▶ _Exercise brief_: Copy exactly the lines from the "Where can the child's ear" line to the end, both included, and nothing else.

▶ _Source material_:
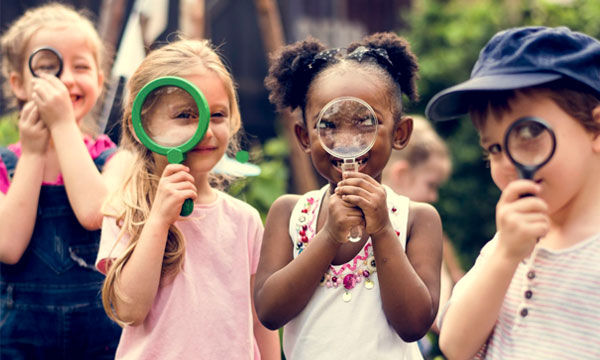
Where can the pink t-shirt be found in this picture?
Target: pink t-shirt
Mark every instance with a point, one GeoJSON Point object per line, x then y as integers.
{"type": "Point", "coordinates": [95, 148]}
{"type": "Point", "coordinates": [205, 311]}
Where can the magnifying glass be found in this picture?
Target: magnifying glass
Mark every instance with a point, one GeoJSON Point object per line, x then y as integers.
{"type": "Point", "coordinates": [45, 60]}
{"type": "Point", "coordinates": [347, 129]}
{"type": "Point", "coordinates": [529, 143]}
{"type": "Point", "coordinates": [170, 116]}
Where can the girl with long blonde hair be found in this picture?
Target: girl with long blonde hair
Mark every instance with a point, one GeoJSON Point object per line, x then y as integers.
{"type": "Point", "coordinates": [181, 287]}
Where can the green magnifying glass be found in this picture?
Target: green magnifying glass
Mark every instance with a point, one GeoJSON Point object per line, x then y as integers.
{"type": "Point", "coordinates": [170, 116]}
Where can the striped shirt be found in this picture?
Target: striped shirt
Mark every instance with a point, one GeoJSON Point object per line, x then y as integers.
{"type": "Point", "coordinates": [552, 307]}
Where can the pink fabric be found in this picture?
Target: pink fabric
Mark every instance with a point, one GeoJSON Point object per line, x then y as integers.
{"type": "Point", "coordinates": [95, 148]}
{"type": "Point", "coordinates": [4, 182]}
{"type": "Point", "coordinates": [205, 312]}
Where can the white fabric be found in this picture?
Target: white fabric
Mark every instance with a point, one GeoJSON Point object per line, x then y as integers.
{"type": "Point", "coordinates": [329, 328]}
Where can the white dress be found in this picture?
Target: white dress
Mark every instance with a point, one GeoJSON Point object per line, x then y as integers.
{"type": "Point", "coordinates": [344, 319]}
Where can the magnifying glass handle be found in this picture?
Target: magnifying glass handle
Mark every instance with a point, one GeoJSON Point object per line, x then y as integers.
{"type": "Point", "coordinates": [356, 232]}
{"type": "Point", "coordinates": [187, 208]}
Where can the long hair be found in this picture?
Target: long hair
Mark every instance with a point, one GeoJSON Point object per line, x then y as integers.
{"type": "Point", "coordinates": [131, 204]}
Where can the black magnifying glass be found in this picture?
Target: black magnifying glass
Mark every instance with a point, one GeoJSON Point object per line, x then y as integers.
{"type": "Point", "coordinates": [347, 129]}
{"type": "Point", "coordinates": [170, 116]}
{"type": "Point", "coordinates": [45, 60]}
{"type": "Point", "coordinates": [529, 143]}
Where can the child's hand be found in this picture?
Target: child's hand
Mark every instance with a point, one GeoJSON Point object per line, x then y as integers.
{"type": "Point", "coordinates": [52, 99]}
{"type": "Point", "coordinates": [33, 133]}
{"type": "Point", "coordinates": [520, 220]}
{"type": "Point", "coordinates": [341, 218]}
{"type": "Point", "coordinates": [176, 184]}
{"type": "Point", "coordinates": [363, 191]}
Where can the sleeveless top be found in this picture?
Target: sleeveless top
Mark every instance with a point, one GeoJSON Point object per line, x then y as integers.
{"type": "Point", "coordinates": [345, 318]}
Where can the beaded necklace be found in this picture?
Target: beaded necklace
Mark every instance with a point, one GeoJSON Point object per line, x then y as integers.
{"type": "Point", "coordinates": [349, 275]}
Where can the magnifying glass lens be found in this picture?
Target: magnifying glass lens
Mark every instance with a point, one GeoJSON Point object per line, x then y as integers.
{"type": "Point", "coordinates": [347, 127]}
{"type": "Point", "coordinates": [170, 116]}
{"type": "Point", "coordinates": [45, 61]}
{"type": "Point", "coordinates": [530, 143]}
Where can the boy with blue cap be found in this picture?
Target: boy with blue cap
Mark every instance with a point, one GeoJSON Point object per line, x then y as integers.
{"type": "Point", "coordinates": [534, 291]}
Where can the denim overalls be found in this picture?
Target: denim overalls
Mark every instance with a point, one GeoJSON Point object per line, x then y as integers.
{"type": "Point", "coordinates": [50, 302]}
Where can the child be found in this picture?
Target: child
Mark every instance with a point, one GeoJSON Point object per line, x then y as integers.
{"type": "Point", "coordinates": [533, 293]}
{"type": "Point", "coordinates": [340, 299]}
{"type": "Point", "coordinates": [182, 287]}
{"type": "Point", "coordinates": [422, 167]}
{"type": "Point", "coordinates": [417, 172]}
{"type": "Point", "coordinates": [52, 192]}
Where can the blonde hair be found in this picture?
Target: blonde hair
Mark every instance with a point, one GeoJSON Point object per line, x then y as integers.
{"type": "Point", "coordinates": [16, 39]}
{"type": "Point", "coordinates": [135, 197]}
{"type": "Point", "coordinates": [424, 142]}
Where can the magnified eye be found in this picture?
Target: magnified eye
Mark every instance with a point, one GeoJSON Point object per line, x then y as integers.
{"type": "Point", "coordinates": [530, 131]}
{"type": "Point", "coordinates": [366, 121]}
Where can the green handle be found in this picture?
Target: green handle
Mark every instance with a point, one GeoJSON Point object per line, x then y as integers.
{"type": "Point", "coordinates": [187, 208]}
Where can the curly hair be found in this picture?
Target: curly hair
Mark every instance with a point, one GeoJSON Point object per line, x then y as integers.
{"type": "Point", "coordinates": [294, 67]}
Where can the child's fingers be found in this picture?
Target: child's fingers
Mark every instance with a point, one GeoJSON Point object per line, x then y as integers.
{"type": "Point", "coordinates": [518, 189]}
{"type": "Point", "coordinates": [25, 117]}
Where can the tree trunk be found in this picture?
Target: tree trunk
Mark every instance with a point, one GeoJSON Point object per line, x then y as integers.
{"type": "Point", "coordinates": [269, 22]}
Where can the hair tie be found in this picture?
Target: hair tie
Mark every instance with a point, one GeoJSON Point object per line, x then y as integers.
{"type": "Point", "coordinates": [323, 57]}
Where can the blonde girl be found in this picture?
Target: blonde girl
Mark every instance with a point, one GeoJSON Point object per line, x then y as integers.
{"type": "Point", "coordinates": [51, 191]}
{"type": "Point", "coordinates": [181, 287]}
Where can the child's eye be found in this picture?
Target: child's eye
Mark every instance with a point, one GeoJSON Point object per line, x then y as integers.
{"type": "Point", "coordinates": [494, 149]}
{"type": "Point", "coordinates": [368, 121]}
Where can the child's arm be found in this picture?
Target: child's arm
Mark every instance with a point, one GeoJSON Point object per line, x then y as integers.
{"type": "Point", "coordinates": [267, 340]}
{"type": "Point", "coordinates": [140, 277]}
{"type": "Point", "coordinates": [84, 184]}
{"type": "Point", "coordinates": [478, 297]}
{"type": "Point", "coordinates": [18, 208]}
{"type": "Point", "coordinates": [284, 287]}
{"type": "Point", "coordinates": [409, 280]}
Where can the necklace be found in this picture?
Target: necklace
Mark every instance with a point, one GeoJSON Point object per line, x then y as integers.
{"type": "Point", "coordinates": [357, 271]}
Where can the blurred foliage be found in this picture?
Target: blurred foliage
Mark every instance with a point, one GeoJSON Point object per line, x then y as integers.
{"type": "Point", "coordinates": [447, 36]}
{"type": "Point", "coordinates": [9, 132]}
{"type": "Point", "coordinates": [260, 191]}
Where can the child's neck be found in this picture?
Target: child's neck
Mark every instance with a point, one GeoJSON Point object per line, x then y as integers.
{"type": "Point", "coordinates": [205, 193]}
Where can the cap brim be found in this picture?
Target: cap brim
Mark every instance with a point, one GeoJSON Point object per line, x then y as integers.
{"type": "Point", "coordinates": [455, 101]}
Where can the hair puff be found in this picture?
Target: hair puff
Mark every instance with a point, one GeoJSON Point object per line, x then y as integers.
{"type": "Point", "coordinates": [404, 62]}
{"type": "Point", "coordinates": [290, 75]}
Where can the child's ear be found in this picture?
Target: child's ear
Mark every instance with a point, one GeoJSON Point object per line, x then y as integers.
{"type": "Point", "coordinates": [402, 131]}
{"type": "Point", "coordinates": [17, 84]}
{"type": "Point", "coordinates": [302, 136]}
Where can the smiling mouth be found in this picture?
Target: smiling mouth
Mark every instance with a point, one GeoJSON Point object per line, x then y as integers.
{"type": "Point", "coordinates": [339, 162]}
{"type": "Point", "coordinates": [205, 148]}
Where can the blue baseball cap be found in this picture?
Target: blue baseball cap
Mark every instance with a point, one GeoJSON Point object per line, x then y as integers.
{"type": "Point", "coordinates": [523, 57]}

▶ _Full answer_:
Where can the child's ear be found in this picture?
Target: child's ear
Mark every instance with a point, one GeoJSON Point object per line, x then y as integers.
{"type": "Point", "coordinates": [402, 131]}
{"type": "Point", "coordinates": [17, 84]}
{"type": "Point", "coordinates": [302, 136]}
Where can the smiling mouth be found in this picture?
Target: smiling mouth
Mark every instance with a point, one GeoJSON Point object per line, x then y as integers.
{"type": "Point", "coordinates": [339, 162]}
{"type": "Point", "coordinates": [205, 148]}
Where can the blue baseball cap be found in this picture?
Target: blue baseball cap
Mark every instance with a point, one GeoJSON Point object per line, x then y as integers.
{"type": "Point", "coordinates": [523, 57]}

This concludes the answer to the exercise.